** START **

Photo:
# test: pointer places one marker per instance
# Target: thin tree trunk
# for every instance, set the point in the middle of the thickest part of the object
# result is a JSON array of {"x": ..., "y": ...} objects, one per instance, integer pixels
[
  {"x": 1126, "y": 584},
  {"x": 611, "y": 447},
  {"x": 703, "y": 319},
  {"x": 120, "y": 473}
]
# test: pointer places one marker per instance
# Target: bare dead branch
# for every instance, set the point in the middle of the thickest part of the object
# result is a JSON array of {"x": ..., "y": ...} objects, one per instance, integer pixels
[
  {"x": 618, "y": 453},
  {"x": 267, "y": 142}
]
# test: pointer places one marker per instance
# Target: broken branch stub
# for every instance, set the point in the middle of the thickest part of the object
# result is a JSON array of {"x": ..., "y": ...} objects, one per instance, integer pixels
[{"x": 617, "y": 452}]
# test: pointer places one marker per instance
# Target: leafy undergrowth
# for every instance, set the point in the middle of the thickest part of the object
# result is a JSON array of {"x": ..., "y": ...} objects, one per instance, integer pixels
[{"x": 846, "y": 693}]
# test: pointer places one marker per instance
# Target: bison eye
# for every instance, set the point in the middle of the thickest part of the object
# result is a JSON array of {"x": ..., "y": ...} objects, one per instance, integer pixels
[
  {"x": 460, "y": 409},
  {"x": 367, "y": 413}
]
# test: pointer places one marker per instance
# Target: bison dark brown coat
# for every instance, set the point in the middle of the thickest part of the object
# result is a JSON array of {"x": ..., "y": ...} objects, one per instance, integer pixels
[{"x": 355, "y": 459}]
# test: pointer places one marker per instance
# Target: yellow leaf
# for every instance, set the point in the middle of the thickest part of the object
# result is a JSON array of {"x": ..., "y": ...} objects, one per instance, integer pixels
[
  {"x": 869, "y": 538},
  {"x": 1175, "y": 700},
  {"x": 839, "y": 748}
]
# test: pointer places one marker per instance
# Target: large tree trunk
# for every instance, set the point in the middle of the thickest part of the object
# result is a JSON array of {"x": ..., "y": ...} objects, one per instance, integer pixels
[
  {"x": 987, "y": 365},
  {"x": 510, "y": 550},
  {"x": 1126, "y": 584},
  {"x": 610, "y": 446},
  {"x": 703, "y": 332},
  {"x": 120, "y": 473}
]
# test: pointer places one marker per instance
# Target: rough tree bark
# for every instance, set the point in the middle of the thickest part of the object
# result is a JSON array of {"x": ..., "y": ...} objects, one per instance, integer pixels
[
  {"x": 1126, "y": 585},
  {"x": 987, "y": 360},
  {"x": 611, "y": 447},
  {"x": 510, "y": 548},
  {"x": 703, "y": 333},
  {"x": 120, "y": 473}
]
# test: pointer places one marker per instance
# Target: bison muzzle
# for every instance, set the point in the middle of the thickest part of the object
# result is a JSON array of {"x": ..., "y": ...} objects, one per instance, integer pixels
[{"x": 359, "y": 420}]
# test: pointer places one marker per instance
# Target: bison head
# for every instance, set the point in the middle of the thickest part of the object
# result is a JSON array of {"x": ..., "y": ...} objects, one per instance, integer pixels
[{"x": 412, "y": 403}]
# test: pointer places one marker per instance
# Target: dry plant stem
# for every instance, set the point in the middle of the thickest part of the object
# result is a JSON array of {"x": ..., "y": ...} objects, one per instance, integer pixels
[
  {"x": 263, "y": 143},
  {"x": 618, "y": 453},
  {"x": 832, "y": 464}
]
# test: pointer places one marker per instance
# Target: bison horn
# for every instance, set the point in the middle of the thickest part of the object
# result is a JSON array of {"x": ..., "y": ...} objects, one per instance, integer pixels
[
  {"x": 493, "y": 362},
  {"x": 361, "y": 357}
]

** END **

EXERCISE DETAILS → Return the full listing, character for character.

RESPONSE TO THE EXERCISE →
Photo:
# test: pointer places one marker per instance
# Target: thin tree trunk
# for every instance, set the point in the middle of the thickest part of the object
# result is a JSON array of {"x": ..., "y": ...} objects, one per instance, integer pixels
[
  {"x": 1126, "y": 584},
  {"x": 611, "y": 447},
  {"x": 703, "y": 319},
  {"x": 120, "y": 473}
]
# test: pointer places one marker per instance
# Target: bare dead branch
# for every instance, set the point in the middle of the thickest part of the object
# result is a JSON array of {"x": ..., "y": ...} objects, one per instance, integer pixels
[
  {"x": 618, "y": 453},
  {"x": 267, "y": 142}
]
# test: pointer places one marker per instance
# Target: broken branch stub
# for every instance, set the point in the middle of the thickest part of the object
# result is a JSON array of {"x": ..., "y": ...} objects, one per instance, integer pixels
[{"x": 617, "y": 452}]
# test: pointer places one marker per instance
# Target: leafy undergrowth
# for every instance, set the point in the middle of the thickest part of the object
# result is a JSON array of {"x": ..., "y": ...} objects, one per instance, integer pixels
[{"x": 846, "y": 693}]
# test: pointer places one marker per instance
# Target: bison eye
# for every instance, set the point in the middle of the thickest part of the object
# result is a JSON array of {"x": ..., "y": ...} objects, one per instance, integer pixels
[
  {"x": 460, "y": 409},
  {"x": 367, "y": 413}
]
# test: pointer places one marker per instance
# Target: bison dark brown coat
# for every instance, set the point in the middle of the thickest part of the object
# result is a JSON array of {"x": ..., "y": ...} objects, one per instance, integer pixels
[{"x": 355, "y": 459}]
# test: pointer places one marker per instance
# Target: yellow leaf
# for every instance, set the point in the middle of the thickest part of the object
# result is a JSON array of {"x": ..., "y": ...} objects, one per instance, integer pixels
[
  {"x": 869, "y": 538},
  {"x": 1175, "y": 700},
  {"x": 839, "y": 748}
]
# test: pointer places one marker per instance
# Target: large tree trunk
# for every instance, set the point in the middle of the thickest part of the object
# result is a JSON array of {"x": ..., "y": ...} objects, one per instance, integer pixels
[
  {"x": 987, "y": 365},
  {"x": 510, "y": 550},
  {"x": 1126, "y": 584},
  {"x": 610, "y": 446},
  {"x": 703, "y": 332},
  {"x": 120, "y": 473}
]
# test: pointer places one marker per instance
# Target: rough tree bark
# for every instance, set the point in the middle of the thickest part of the object
# result is a JSON array of {"x": ..., "y": ...} objects, one per instance, integer pixels
[
  {"x": 1126, "y": 585},
  {"x": 987, "y": 360},
  {"x": 611, "y": 447},
  {"x": 510, "y": 548},
  {"x": 703, "y": 333},
  {"x": 120, "y": 473}
]
# test: pointer places one marker per instance
# Target: bison muzzle
# for every instance, set the point in the middle of the thickest part of the object
# result is a JSON array of {"x": ..., "y": ...} objects, one per instance, integer pixels
[{"x": 359, "y": 420}]
# test: pointer places one marker per instance
# Target: bison head
# for every instance, set the point in the middle of the thickest part of the object
# result is a JSON array of {"x": ..., "y": ...} objects, one per instance, integer pixels
[{"x": 412, "y": 403}]
# test: pointer places one marker per instance
# Target: dry plant stem
# for every instance, set the point in the middle of the thickest part of the object
# result is a JSON array of {"x": ..., "y": ...} objects, one per instance, integer pixels
[
  {"x": 263, "y": 143},
  {"x": 618, "y": 453},
  {"x": 832, "y": 464}
]
# test: pointer places one marker per instance
# Target: bison horn
# for every instance, set the point in the middle of the thickest part of the object
# result is a JSON array of {"x": ..., "y": ...} objects, one per instance, integer pixels
[
  {"x": 493, "y": 362},
  {"x": 361, "y": 357}
]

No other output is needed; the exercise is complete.